The task
Reproduce, word for word, the stretch of the comment thread on raising one's voice from "Repressed rage tends" through "an even temperament.".

Text shown
Repressed rage tends to cause spectacular blowouts.

[–] Lemmy_2019@lemmy.one 8 points 7 months ago (2 children)

Emotionally mature adults shouldn't have to shout at anyone in daily life. It's not repressed rage if you have an even temperament.

I do know several volatile people who consider it normal to 'blow off steam' by having a raging argument every now and then. It may be helpful to them but it's childish and unfair to those around them.

[–] Scary_le_Poo@beehaw.org -1 points 7 months ago (2 children)

This is therapy. Ffs read the context.

Talk about being completely unaware...

[–] belated_frog_pants@beehaw.org 3 points 7 months ago

You dont yell at your therapist either. Anger management seems like a good first target if you cant stop yourself from yelling at people.

No therapist should put up with being yelled at.

[–] GammaGames@beehaw.org 3 points 7 months ago* (last edited 7 months ago)

The context of the comment I asked the question to was a situation flip where they stated they’d be more comfortable if the therapist raised their voice in response to them being late…

So, yes. I wouldn’t expect a therapist to have anger issues like that.

[–] intensely_human@lemm.ee -1 points 7 months ago (1 children)

I didn’t say “shout”. I said “raised their voice”.

Raising one’s voice means speaking with more force than casual.

[–] Lemmy_2019@lemmy.one 7 points 7 months ago

You can split hairs, but I certainly don't 'feel safer' around people who raise their voice to me. It's intemperate, threatening and often bullying. But I can see we won't agree.

Record excerpts

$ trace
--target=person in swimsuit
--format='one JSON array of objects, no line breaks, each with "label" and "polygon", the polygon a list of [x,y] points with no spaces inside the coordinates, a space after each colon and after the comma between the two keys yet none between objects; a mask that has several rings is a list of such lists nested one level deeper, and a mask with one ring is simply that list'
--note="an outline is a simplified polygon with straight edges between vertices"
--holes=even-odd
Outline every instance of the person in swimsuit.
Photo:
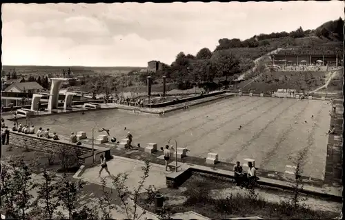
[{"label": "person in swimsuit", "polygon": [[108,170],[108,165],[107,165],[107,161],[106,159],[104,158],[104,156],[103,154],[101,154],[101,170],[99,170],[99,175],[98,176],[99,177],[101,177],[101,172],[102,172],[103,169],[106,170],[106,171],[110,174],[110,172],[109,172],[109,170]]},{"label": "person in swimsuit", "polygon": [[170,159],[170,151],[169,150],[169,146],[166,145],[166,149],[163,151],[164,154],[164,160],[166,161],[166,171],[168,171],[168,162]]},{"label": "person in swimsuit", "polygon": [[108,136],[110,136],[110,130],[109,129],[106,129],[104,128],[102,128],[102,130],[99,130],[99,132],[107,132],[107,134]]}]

Response to the task
Repressed rage tends to cause spectacular blowouts.

[–] Lemmy_2019@lemmy.one 8 points 7 months ago (2 children)

Emotionally mature adults shouldn't have to shout at anyone in daily life. It's not repressed rage if you have an even temperament.